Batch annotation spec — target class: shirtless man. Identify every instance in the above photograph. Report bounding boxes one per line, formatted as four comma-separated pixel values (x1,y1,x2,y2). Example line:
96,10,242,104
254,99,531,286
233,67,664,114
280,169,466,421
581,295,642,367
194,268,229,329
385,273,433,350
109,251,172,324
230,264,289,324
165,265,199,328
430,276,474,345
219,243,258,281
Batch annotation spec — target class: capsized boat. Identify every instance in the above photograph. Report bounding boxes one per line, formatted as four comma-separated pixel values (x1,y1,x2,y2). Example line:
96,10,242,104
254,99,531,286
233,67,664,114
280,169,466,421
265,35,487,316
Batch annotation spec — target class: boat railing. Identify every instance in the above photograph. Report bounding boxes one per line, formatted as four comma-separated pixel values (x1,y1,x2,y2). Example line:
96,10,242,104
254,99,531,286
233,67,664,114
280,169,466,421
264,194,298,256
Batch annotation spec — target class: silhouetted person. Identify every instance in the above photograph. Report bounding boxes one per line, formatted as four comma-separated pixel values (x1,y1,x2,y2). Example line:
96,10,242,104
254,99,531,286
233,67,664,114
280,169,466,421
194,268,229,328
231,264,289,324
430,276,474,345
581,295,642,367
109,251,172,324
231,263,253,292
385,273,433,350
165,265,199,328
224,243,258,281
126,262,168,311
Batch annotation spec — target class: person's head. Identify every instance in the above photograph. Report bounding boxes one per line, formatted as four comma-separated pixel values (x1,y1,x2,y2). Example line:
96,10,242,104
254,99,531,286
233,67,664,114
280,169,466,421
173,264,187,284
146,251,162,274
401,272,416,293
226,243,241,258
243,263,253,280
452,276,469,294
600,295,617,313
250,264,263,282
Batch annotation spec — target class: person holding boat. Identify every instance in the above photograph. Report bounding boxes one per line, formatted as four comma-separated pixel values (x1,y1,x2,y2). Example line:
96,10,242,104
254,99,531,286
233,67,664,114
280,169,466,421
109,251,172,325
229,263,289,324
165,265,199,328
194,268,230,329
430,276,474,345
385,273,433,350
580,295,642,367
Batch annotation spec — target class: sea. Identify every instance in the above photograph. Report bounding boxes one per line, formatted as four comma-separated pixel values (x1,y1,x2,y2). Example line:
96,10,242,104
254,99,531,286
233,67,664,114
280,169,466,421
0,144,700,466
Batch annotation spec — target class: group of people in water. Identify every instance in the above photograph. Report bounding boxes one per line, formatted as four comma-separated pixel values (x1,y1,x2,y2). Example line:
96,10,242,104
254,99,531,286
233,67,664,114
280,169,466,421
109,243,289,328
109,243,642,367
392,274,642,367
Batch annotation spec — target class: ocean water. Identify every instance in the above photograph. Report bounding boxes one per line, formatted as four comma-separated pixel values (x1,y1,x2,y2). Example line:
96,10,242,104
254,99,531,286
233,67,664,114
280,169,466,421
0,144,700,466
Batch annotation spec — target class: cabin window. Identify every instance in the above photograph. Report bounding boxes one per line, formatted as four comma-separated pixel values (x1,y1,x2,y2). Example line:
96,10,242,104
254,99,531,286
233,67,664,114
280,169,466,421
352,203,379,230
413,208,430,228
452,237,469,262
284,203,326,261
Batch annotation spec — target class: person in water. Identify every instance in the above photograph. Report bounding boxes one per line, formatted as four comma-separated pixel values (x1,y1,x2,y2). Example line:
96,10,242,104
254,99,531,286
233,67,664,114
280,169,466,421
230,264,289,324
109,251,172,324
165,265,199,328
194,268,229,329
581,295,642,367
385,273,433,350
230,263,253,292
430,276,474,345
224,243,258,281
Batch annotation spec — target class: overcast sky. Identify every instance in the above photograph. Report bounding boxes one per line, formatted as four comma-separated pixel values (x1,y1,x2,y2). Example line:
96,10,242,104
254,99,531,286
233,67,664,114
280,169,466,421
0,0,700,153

TASK PROMPT:
Retype every one of the rows above word for word, keeping each line, number, comma, and line break unchanged.

CORRECT ANSWER:
Batch annotation spec — target class: shirtless man. Identify every instance in the above photograph. Report bounding boxes one per line, formatted as four comma-separated pixel values (x1,y1,x2,y2). Example line:
96,10,242,104
254,99,531,286
233,67,664,114
280,169,466,421
581,295,642,367
194,268,229,329
385,273,433,350
109,251,172,324
230,264,289,324
165,265,199,328
430,276,474,345
219,243,258,281
Batch annotation spec — target class: capsized boat. Identify every instance in the above photograph. Report bounding boxes one per line, formatted as four comma-separated pixel values (x1,y1,x2,y2). Example line:
96,10,242,104
254,99,531,286
233,67,664,114
280,169,466,421
265,35,487,316
Batch annotation spec — target class: boat railing. Identify every instance in the above photograph. Report bounding boxes one per line, formatted as four comma-separated pixel values (x1,y1,x2,y2). Example line:
96,10,242,104
254,99,531,286
233,67,664,114
280,169,466,421
264,194,298,256
Batch annotation spec — target class: silhouetted person. Identify every instance in the above photograph. Report bounding boxes one per line, formatted as four comma-separated pixel values (x1,y1,x2,y2). Example line:
96,10,242,104
254,99,531,286
233,67,664,114
280,169,466,421
194,268,229,328
231,264,289,324
430,276,474,345
581,295,642,367
109,251,172,324
231,263,253,292
385,273,433,350
165,265,199,328
224,243,258,281
126,262,168,311
Batch annotation spec — target class: person's head. Identify every instance in the above photograph. Report bounding boxes one per line, formatted as four comma-separated pixel values (x1,y1,x2,y2). Example line:
96,10,242,104
254,99,531,286
233,67,664,114
280,169,466,421
173,264,187,284
146,251,162,274
401,272,416,293
226,243,241,258
243,263,253,280
452,276,469,294
600,295,617,313
250,264,263,282
Batch annotation spec — target class: person holding boat. Identify every instance in the above photograph. Report bounding boxes one per line, formatted as four comma-separated pixel values (x1,y1,x2,y2). Example line:
96,10,242,104
254,99,531,286
233,67,664,114
280,169,466,421
109,251,172,325
229,263,289,324
165,265,199,328
194,268,230,329
430,276,474,345
385,273,433,350
580,295,642,367
Batch annotation spec — target class: sea. Identify every instance in the above photograph. Report bounding boxes one per line, formatted as four comma-separated pixel values (x1,y1,x2,y2). Example line:
96,10,242,104
254,99,531,286
233,67,664,114
280,169,466,421
0,144,700,466
Batch annotation spec — target class: group of people in water. Identify every instance in the above photograph. Report bounding boxes one per line, formatted as four comma-separated pixel values (x1,y1,x2,y2). Example line:
96,10,242,104
254,99,531,286
233,67,664,114
280,169,466,421
109,243,289,328
109,243,642,367
392,274,642,367
Batch annotation spec — target class: ocean water. Identify every instance in the above photograph. Report bounding boxes one per line, formatted as four comma-separated pixel values (x1,y1,x2,y2). Example line:
96,10,242,104
254,99,531,286
233,67,664,114
280,169,466,421
0,144,700,466
Batch annotation spec — target class: cabin window. Identify every instance in the above photograph. Report bounding boxes one per line, formatted as four comma-separated pixel values (x1,y1,x2,y2). Example line:
96,10,242,104
254,99,531,286
233,67,664,114
280,169,466,421
352,203,379,230
413,208,430,228
452,237,469,262
284,203,326,261
Batch annotation spec — target class: person in water. Identify every instance in the above photograph. Report bounding boxes one per line, formatted as four comma-separated pixel values (x1,y1,x2,y2). Example line:
96,10,242,104
254,99,531,286
233,67,664,114
280,169,466,421
230,264,289,324
109,251,172,324
165,265,199,328
194,268,229,329
581,295,642,367
385,273,433,350
230,263,253,292
430,276,474,345
224,243,258,281
Batch annotation spec — target class: overcast sky. Identify every instance in the above photograph. Report bounding boxes one per line, formatted as four comma-separated pixel values (x1,y1,x2,y2). Example line:
96,10,242,104
254,99,531,286
233,67,664,114
280,169,466,421
0,0,700,153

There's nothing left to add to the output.